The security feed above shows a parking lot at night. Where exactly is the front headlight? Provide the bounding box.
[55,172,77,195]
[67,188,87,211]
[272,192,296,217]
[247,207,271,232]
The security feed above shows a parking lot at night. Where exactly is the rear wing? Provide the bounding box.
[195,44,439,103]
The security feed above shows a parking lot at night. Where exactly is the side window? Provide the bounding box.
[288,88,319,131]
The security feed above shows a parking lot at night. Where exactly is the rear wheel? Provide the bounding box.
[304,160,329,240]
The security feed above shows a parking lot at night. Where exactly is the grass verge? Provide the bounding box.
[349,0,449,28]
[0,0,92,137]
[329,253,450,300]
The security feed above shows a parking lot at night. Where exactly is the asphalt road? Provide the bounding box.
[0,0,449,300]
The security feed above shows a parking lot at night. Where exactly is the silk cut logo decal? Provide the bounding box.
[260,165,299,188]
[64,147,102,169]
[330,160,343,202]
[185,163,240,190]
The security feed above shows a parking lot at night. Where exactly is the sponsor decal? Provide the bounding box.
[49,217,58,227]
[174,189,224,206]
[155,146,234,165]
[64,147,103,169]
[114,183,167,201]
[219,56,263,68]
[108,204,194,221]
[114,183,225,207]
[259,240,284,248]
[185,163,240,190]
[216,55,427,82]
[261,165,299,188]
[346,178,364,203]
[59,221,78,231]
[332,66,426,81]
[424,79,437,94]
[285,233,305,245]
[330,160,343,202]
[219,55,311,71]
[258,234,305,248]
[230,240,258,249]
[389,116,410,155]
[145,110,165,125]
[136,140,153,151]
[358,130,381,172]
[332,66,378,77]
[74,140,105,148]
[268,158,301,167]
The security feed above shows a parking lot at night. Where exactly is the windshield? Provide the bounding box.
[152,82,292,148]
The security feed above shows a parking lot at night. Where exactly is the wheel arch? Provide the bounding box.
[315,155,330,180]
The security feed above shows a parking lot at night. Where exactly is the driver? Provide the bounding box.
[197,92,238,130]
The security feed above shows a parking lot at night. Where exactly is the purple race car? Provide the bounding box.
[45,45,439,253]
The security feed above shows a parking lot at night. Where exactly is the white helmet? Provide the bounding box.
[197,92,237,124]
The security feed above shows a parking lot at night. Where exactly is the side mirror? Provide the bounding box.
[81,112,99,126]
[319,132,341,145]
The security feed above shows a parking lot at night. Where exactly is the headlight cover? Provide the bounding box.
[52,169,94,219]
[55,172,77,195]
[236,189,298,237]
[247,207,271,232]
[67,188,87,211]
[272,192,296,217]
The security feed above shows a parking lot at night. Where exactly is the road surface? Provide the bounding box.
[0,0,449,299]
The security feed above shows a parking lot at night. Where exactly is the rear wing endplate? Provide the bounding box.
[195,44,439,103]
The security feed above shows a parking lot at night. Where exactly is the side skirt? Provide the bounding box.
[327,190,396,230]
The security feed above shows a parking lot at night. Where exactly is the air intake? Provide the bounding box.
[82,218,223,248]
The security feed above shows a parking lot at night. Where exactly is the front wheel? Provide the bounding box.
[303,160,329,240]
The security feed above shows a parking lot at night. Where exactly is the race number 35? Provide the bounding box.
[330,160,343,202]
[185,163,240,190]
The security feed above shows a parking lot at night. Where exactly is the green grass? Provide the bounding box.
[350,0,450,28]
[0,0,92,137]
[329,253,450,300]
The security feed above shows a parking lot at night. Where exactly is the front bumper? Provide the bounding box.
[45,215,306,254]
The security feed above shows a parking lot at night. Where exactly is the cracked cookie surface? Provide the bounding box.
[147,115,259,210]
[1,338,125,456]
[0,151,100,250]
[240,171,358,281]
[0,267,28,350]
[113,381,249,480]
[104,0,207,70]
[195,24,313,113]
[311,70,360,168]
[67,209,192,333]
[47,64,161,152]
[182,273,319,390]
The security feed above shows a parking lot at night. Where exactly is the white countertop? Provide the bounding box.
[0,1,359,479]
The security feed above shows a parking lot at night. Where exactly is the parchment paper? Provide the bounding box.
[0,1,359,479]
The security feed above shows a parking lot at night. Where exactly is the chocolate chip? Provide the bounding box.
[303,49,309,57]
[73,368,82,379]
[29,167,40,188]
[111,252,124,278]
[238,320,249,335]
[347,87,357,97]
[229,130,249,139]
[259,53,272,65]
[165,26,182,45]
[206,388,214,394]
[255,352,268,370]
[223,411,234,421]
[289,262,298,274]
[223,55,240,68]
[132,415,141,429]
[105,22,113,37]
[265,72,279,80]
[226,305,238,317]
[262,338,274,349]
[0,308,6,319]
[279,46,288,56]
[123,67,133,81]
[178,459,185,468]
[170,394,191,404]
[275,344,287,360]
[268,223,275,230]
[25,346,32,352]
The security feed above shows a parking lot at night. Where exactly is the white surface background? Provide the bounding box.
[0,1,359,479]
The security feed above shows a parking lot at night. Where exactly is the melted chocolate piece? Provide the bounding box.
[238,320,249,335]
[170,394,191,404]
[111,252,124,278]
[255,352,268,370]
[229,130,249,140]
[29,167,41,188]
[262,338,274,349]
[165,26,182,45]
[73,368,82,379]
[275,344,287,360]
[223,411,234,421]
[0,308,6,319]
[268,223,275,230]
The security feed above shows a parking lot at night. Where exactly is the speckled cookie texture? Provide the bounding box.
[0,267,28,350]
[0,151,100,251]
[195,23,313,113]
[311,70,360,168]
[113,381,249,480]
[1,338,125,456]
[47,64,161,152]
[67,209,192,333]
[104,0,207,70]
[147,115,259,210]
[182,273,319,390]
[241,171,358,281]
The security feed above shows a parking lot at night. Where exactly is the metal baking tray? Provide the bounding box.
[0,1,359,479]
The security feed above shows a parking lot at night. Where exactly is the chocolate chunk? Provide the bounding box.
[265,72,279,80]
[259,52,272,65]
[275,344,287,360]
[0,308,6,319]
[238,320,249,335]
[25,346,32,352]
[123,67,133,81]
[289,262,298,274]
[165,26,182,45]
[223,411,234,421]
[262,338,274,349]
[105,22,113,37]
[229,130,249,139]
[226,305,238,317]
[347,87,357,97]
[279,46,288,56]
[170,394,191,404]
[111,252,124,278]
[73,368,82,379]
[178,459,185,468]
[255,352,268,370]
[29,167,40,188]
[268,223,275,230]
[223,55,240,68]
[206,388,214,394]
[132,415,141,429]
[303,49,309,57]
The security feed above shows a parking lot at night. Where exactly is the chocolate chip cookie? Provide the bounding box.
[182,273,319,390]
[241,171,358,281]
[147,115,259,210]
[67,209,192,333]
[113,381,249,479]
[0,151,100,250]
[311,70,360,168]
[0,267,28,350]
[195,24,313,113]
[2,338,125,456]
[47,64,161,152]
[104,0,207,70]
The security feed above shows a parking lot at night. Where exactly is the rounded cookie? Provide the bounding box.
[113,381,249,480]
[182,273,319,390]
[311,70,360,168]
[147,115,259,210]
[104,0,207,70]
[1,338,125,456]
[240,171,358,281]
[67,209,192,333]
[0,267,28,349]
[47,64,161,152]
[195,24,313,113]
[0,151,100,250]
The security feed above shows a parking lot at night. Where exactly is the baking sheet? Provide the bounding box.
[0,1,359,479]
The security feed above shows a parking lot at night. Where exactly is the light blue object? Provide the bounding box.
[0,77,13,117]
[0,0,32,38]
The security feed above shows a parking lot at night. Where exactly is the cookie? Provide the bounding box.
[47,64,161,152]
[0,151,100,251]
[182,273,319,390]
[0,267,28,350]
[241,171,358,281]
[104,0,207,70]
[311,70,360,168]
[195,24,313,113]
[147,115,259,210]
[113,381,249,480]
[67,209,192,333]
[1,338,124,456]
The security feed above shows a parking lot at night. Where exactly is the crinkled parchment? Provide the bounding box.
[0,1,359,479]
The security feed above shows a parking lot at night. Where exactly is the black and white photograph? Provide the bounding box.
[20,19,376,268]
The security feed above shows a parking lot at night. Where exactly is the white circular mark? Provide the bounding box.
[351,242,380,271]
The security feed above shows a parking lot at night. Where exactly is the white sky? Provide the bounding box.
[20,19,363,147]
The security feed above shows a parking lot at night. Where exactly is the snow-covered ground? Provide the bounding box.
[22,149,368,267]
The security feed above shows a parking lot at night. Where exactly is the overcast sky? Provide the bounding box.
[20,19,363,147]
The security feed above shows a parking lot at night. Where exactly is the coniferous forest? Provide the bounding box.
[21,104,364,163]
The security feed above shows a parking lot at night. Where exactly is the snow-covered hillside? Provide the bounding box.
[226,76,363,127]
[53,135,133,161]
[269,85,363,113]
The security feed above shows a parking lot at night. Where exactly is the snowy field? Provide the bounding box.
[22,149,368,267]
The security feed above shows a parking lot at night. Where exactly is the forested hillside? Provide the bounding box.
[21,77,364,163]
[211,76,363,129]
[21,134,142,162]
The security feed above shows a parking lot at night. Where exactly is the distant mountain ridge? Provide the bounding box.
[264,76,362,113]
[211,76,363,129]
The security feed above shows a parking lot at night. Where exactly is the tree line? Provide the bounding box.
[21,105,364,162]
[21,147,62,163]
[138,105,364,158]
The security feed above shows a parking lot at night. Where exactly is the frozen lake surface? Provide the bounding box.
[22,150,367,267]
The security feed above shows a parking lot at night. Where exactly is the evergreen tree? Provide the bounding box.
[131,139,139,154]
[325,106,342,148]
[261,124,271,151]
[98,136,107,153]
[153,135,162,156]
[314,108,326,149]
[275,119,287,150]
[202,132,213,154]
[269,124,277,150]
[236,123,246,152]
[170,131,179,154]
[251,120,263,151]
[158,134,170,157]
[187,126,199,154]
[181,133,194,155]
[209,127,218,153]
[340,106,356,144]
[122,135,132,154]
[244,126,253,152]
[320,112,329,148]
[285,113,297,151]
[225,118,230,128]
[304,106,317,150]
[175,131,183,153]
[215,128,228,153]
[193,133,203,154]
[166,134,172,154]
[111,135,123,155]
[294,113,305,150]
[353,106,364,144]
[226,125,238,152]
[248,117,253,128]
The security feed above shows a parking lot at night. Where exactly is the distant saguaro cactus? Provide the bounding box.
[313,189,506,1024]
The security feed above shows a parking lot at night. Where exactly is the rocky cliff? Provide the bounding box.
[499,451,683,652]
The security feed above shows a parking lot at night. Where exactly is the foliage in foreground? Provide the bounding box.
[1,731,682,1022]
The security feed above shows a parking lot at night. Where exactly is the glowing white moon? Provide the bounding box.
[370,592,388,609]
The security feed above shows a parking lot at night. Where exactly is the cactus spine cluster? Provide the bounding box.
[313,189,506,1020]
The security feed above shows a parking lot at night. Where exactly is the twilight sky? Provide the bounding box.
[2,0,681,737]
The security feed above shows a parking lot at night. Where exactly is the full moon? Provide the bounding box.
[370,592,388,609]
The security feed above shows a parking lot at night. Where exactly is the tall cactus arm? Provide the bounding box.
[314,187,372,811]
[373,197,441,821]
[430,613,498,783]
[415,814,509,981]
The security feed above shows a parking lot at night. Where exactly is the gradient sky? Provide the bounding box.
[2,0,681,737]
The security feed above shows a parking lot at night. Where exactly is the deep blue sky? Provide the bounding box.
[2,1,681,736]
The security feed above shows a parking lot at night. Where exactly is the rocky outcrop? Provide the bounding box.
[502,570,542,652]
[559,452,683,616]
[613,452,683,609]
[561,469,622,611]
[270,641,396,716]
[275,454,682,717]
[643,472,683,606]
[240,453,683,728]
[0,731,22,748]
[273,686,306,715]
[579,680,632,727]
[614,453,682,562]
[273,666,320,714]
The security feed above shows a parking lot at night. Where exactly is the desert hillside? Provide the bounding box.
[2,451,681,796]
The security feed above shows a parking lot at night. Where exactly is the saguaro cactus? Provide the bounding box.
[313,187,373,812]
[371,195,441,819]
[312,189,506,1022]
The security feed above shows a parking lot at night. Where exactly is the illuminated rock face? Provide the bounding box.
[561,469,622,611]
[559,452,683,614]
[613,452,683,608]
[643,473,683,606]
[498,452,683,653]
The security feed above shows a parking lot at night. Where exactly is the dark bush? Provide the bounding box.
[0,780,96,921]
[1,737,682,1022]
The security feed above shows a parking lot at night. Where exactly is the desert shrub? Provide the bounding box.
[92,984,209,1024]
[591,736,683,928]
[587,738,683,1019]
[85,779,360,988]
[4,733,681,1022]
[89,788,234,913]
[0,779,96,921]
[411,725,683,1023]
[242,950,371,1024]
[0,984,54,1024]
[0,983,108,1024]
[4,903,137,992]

ASSIGNED TASK - Reproduce only those lines of the entries above that run from the line with "bush? Provide the bounding box." to the final line.

REPLY -
The security feed above shows a parking lot at night. Where exactly is the dark bush? Provide the bounding box.
[0,780,96,921]
[1,737,682,1022]
The security feed above shows a parking lot at night. Where exactly is the desert shrub? Provide the bounding box.
[92,984,209,1024]
[591,736,683,928]
[587,738,683,1019]
[85,779,360,988]
[4,733,681,1022]
[89,788,234,913]
[0,779,96,921]
[411,725,683,1023]
[242,950,371,1024]
[0,984,54,1024]
[0,983,108,1024]
[4,903,137,992]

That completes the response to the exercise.